**Exercise directions**
Exact repetition is required: output every record in full.

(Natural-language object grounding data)
· · · · ·

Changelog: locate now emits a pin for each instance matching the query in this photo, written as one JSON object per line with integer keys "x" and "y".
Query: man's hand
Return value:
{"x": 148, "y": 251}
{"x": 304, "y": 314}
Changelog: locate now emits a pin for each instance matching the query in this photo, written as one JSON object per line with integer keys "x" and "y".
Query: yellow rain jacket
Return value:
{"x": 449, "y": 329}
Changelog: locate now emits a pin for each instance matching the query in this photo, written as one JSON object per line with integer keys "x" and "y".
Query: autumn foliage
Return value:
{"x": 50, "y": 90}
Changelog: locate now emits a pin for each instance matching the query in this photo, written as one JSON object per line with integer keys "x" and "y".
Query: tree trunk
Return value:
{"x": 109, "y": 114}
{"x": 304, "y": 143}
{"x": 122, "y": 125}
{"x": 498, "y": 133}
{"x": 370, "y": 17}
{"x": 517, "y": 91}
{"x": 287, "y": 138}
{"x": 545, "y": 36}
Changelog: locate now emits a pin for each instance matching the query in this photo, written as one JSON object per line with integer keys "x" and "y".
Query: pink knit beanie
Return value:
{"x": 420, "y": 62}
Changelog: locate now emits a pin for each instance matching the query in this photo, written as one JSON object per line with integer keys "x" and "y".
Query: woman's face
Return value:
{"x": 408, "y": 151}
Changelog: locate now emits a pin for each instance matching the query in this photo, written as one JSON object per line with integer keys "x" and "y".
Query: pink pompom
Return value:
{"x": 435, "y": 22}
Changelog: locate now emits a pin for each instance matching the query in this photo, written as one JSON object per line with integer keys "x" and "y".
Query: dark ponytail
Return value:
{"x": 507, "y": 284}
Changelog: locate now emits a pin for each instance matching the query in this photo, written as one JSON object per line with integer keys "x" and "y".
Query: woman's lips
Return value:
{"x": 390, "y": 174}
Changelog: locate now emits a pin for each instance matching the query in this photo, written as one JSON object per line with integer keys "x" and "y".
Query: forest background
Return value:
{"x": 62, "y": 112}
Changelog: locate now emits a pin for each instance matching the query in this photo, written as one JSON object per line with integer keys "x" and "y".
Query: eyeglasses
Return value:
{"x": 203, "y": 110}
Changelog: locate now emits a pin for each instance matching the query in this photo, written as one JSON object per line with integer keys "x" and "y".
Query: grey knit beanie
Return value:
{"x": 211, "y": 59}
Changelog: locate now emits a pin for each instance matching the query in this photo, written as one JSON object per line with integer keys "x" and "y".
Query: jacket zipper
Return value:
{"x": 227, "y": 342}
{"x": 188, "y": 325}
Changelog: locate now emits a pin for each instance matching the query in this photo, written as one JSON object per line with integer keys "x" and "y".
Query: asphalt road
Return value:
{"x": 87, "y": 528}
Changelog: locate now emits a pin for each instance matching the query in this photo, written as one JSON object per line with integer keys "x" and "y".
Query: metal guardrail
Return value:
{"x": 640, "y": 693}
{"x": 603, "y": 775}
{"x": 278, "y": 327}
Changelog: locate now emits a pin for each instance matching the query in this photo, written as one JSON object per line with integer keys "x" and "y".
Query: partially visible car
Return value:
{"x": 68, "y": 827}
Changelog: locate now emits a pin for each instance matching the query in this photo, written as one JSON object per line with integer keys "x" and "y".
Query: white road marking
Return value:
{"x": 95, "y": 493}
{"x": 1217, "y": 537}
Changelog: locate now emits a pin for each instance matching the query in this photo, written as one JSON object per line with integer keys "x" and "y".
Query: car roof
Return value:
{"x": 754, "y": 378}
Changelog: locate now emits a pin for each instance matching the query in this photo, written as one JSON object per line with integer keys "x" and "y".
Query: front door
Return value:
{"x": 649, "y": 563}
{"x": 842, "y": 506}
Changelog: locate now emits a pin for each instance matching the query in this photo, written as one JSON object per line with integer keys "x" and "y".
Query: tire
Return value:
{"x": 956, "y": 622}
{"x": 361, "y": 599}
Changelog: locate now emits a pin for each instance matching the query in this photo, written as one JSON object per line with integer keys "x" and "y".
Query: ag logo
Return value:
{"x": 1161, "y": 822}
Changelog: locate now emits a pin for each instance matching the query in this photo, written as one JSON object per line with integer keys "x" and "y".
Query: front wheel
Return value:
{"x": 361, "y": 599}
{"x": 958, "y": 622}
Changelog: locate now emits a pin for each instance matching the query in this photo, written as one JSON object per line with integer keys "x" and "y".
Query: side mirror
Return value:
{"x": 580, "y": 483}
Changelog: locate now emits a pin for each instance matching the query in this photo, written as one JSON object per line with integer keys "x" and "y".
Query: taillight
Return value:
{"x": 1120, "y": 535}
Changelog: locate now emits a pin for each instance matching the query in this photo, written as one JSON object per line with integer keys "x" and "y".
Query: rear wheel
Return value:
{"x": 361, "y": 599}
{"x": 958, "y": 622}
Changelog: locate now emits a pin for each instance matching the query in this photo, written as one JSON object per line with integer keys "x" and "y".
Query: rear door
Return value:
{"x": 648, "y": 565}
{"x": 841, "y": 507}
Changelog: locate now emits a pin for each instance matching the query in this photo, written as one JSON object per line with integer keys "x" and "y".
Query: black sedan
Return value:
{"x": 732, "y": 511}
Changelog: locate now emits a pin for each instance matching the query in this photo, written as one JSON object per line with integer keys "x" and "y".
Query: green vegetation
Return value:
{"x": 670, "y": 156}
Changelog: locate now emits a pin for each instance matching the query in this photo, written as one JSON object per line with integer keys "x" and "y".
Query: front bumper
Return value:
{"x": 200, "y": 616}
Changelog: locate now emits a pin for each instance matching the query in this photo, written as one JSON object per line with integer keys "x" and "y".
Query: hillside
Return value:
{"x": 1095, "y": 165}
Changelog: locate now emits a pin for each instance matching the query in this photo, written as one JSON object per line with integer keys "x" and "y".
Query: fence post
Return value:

· · · · ·

**Exercise answer**
Changelog: locate now emits a pin for each instance matching the query in this photo, written as one JSON object per line with integer keys "x" and "y".
Query: man's hand
Return value:
{"x": 148, "y": 251}
{"x": 304, "y": 314}
Changelog: locate now emits a pin for each instance matching the query in this photo, written as one JSON object per line with integer keys "x" and "y".
Query: yellow rain jacket
Return value:
{"x": 449, "y": 329}
Changelog: locate now emits a pin for each instance matching the query in this photo, written as one JSON object per line with integer keys "x" and "y".
Query: autumn foliage
Return value:
{"x": 50, "y": 90}
Changelog: locate now emits a pin for each instance matching the query in this photo, written as one JSON object per line with integer keys "x" and "y".
Query: tree trunk
Return value:
{"x": 109, "y": 114}
{"x": 304, "y": 143}
{"x": 122, "y": 125}
{"x": 498, "y": 133}
{"x": 370, "y": 17}
{"x": 517, "y": 91}
{"x": 287, "y": 138}
{"x": 545, "y": 36}
Changelog: locate now emits a pin for each instance matching the query in this photo, written as one JSON object per line with integer keys "x" and "y".
Query: pink knit beanie
Return value:
{"x": 420, "y": 62}
Changelog: locate now emits a pin for each instance matching the query in this photo, written as one JSON object per line with integer keys "x" and "y".
Query: woman's face
Return value:
{"x": 408, "y": 151}
Changelog: locate now emits a pin for each instance matching the query in this photo, written as one JSON object per line with integer keys "x" and "y".
Query: pink pompom
Return value:
{"x": 435, "y": 22}
Changelog: locate now emits a pin for each instance matching the query in this photo, written as one JSON object per line with integer keys "x" and "y".
Query: dark ponytail
Return value:
{"x": 507, "y": 284}
Changelog: locate now emits a pin for each instance matching the query in this photo, written as one JSON object per line with integer keys "x" and "y".
Query: woman's lips
Return value:
{"x": 390, "y": 174}
Changelog: locate now emits a pin for each instance matching the query in this photo, written as one JSON object per line with integer keys "x" and "y".
Query: forest background
Return value:
{"x": 62, "y": 112}
Changelog: locate now emits a pin for each instance matching the query in this photo, written as one JSON object per line with integer keys "x" and "y".
Query: eyeglasses
Return value:
{"x": 203, "y": 110}
Changelog: locate now emits a pin for each instance matching the query in this photo, written as one JSON object per line with integer keys "x" and "y".
Query: grey knit beanie
Return value:
{"x": 211, "y": 59}
Changelog: locate now emits a pin for each instance matching the query in this photo, written as one JSON object per line with integer keys "x" and "y".
Query: jacket zipper
Return value:
{"x": 227, "y": 342}
{"x": 188, "y": 325}
Changelog: locate now emits a pin for each instance matching the query in this photo, written as one JSON object per line with integer keys "x" and "y".
Query: asphalt road
Return value:
{"x": 87, "y": 528}
Changelog: locate now emits a pin for each instance matching the query in this photo, written as one JSON object per line with integer keys "x" and "y".
Query: metal guardrail
Return value:
{"x": 640, "y": 693}
{"x": 603, "y": 775}
{"x": 278, "y": 327}
Changelog: locate now emits a pin for each instance matching the query in this photo, written as one JSON object per line with integer keys "x" and "y".
Query: partially visible car
Return value:
{"x": 68, "y": 827}
Changelog: locate now emits a pin for each instance matching the query in this photo, written as one JSON object per line with integer keys "x" and "y".
Query: white road marking
Return value:
{"x": 95, "y": 493}
{"x": 1217, "y": 537}
Changelog: locate now emits a pin for each instance matching the query in this photo, written as one JSON object per line with integer keys "x" and "y".
Query: car roof
Return value:
{"x": 754, "y": 378}
Changelog: locate now emits a pin for each instance matching the query in this photo, written as one JSON object per line with integer keys "x" and "y".
Query: front door
Return value:
{"x": 649, "y": 563}
{"x": 842, "y": 506}
Changelog: locate now emits a pin for each instance matching the query in this photo, written as one JSON object per line with integer keys "x" and "y".
Query: tire
Return value:
{"x": 956, "y": 622}
{"x": 361, "y": 599}
Changelog: locate now emits a pin for each instance matching the query in this photo, written as one JSON object per line with integer keys "x" and "y".
Query: ag logo
Return value:
{"x": 1161, "y": 822}
Changelog: locate now emits a pin for each instance matching the query in this photo, written as one JSON object per line with integer keys "x" and "y".
Query: front wheel
Return value:
{"x": 361, "y": 599}
{"x": 958, "y": 622}
Changelog: locate now emits a pin for each instance matching the query in this photo, written as one JSON object per line with integer keys "x" and "y".
Query: side mirror
Return value:
{"x": 580, "y": 483}
Changelog: locate now emits a pin for each instance matching the query in this photo, written as one JSON object per line with integer keys "x" and "y".
Query: taillight
Return value:
{"x": 1120, "y": 535}
Changelog: locate now emits a pin for each instance matching the query in this photo, written as one JSON object per line with integer keys "x" and "y".
Query: rear wheel
Return value:
{"x": 361, "y": 599}
{"x": 958, "y": 622}
Changelog: locate now emits a pin for each instance matching the query in this photo, written as one JSON object per line with integer keys "x" and "y".
Query: rear door
Return value:
{"x": 648, "y": 565}
{"x": 841, "y": 507}
Changelog: locate now emits a pin for each instance matching the query in this photo, written as one JSON object per line with integer keys "x" and "y".
Query: black sedan
Return value:
{"x": 732, "y": 511}
Changelog: locate now emits a pin for each instance matching the query in this photo, written as one JSON object per line with integer keys "x" and "y".
Query: green vegetation
Return value:
{"x": 670, "y": 156}
Changelog: locate now emits a pin for each instance matching the query in this photo, written as one JSON object per line with integer keys "x" and "y".
Query: front bumper
Return value:
{"x": 200, "y": 616}
Changelog: locate now emits a pin for each instance matching the query in this photo, written as one JSON object per line with integer keys "x" and "y".
Query: hillside
Return value:
{"x": 1095, "y": 165}
Changelog: locate now emits a pin for each instance matching the query in this photo, written as one JSON object per line with integer keys "x" and "y".
Query: fence post
Return value:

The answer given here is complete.